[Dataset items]
===============
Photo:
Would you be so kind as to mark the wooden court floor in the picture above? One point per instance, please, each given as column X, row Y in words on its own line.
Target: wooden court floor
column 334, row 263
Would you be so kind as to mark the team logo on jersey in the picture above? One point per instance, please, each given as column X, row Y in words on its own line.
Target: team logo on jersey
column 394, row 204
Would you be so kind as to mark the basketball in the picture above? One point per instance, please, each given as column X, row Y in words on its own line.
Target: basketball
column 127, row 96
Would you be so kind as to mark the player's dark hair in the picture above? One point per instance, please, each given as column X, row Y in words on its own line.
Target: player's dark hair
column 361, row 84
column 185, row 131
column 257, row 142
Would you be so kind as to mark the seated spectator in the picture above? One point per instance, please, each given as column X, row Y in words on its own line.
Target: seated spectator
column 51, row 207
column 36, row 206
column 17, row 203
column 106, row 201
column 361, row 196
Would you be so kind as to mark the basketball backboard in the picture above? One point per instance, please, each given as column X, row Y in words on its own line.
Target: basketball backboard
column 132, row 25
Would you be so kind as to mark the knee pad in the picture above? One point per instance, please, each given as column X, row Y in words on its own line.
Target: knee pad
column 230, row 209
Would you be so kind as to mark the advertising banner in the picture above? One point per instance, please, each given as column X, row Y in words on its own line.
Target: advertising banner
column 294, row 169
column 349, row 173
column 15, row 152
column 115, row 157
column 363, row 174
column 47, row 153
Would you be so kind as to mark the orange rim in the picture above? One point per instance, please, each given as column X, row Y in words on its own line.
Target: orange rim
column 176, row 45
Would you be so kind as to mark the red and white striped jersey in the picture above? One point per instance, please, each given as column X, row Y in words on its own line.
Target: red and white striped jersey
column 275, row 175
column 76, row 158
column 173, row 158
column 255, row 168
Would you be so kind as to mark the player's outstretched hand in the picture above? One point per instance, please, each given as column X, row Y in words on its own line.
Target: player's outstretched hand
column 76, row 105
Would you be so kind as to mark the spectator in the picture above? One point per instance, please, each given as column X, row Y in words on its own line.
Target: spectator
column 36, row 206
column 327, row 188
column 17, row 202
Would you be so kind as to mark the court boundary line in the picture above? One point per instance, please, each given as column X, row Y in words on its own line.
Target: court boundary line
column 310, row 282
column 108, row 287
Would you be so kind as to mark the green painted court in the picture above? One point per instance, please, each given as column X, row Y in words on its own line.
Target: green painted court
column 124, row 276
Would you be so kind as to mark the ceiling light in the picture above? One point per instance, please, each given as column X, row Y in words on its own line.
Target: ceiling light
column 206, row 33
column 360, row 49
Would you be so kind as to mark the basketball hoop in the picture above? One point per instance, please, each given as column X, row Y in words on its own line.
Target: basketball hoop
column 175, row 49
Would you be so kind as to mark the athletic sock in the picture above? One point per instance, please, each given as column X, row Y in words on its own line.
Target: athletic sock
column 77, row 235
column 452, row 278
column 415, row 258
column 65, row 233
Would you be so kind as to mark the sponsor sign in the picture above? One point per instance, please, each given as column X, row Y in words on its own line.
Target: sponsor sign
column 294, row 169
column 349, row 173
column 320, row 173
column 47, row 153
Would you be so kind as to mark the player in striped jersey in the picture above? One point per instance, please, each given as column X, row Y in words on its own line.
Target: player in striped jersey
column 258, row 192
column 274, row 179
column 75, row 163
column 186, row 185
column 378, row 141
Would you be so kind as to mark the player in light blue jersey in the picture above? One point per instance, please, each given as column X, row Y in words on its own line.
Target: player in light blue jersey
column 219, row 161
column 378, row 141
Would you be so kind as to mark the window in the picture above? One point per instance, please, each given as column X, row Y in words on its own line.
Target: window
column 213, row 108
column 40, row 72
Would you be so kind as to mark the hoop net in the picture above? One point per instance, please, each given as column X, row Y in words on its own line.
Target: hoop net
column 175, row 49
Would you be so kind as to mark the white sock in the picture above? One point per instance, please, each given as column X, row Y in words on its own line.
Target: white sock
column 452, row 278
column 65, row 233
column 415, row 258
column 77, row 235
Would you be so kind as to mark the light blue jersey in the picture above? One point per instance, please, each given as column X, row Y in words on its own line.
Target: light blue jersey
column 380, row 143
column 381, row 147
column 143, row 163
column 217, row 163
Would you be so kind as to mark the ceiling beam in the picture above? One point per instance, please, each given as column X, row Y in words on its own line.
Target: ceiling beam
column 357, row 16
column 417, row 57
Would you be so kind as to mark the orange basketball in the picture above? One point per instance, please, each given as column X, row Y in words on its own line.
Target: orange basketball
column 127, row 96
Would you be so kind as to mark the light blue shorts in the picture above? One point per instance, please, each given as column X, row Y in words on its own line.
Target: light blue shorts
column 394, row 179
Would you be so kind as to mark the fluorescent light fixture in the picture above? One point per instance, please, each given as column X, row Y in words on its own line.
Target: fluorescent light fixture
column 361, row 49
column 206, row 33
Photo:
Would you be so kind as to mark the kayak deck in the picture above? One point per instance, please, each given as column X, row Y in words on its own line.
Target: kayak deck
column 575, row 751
===============
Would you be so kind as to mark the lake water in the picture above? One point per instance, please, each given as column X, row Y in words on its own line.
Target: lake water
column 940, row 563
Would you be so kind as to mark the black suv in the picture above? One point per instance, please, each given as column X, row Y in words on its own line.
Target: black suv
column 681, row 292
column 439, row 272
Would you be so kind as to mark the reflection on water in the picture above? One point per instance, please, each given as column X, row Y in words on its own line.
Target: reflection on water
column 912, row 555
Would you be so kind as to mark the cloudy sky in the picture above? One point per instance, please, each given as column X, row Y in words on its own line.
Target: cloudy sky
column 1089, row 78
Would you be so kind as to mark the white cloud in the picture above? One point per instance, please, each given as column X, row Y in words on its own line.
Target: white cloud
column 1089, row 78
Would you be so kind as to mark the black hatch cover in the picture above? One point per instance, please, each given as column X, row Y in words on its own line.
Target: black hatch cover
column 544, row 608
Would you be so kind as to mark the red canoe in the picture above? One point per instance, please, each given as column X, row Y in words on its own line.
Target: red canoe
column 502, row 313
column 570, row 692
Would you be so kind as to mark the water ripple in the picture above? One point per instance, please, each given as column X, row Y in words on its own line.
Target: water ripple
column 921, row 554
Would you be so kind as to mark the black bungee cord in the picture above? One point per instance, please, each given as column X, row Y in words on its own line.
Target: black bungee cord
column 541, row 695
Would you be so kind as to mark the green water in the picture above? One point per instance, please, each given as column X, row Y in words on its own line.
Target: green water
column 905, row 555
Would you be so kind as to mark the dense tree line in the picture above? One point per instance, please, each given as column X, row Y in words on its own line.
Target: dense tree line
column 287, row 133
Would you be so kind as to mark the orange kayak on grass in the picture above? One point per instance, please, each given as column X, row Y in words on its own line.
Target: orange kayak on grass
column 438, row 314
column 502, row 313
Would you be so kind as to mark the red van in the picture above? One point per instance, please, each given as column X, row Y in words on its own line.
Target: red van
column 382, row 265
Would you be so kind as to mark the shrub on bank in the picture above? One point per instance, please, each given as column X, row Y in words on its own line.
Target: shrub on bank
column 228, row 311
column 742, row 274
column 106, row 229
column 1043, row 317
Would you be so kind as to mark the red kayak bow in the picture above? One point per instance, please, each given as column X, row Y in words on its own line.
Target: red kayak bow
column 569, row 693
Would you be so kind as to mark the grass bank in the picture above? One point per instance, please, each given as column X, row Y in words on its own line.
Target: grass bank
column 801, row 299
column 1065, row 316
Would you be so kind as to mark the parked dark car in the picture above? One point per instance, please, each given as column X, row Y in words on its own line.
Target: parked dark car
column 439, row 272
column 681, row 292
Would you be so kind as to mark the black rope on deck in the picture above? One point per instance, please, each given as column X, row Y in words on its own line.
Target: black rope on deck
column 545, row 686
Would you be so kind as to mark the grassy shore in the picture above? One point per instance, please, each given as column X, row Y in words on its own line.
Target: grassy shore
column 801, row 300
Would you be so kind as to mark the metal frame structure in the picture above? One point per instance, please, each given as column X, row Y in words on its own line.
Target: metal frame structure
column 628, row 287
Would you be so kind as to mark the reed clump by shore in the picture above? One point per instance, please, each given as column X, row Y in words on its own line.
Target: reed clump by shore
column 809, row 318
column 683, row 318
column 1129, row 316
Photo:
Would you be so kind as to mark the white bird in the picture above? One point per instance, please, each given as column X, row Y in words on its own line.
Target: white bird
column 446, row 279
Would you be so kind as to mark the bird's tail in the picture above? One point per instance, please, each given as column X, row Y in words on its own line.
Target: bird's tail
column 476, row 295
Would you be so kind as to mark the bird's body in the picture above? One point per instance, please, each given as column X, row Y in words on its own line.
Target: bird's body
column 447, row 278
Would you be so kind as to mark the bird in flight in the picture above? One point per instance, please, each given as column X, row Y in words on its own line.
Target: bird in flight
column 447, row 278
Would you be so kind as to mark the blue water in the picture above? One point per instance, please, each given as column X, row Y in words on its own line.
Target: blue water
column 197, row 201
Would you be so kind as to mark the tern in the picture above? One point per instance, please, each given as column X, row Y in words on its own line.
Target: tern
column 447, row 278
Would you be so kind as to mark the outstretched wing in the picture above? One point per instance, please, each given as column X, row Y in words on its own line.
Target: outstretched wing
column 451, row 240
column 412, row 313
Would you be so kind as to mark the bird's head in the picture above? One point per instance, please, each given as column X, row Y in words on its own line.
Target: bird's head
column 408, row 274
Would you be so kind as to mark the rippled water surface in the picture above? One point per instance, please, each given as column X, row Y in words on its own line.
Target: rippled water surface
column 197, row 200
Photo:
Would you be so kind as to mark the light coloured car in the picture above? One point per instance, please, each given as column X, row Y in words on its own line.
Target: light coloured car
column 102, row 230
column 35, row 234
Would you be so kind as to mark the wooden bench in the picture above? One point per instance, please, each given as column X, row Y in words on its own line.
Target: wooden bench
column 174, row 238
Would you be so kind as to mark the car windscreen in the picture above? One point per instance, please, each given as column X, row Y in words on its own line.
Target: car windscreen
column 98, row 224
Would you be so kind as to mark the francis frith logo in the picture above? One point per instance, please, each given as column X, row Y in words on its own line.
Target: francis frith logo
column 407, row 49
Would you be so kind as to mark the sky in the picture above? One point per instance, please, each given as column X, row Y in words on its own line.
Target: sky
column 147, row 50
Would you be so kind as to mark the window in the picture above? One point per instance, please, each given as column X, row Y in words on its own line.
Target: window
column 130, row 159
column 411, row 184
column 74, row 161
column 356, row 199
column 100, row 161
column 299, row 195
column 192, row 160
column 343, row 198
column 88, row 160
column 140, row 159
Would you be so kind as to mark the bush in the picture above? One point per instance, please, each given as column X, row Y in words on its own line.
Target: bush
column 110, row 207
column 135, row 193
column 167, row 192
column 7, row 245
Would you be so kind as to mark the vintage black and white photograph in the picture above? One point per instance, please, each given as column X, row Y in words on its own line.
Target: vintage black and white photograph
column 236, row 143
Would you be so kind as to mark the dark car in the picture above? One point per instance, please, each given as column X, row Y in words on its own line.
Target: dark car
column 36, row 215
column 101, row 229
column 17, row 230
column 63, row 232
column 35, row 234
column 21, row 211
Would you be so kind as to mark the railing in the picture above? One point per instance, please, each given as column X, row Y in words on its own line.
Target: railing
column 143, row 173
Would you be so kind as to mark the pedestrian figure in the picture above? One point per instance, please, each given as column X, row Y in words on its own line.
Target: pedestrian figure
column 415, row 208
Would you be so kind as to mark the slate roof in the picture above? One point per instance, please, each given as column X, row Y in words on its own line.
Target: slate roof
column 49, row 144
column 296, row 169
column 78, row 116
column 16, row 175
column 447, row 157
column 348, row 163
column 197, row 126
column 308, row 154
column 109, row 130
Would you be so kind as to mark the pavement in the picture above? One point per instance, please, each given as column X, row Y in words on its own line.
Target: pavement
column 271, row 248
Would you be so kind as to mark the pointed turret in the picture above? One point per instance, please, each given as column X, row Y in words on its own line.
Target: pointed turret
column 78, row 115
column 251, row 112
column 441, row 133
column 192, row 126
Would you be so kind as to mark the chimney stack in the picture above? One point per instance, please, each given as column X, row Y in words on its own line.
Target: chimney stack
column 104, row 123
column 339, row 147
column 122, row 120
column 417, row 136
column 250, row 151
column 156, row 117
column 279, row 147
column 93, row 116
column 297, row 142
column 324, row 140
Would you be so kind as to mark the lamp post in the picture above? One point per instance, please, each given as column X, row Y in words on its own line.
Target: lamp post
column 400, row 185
===============
Please duplicate every line in the records above exactly, from the line containing "Would you be so kind as to mark the reflection" down to the line containing "column 912, row 555", both ends included.

> **ANSWER IN FULL**:
Would you be so kind as to mark the reflection on water in the picture above? One point per instance, please, each given as column X, row Y in words on its own line.
Target: reflection on water
column 912, row 555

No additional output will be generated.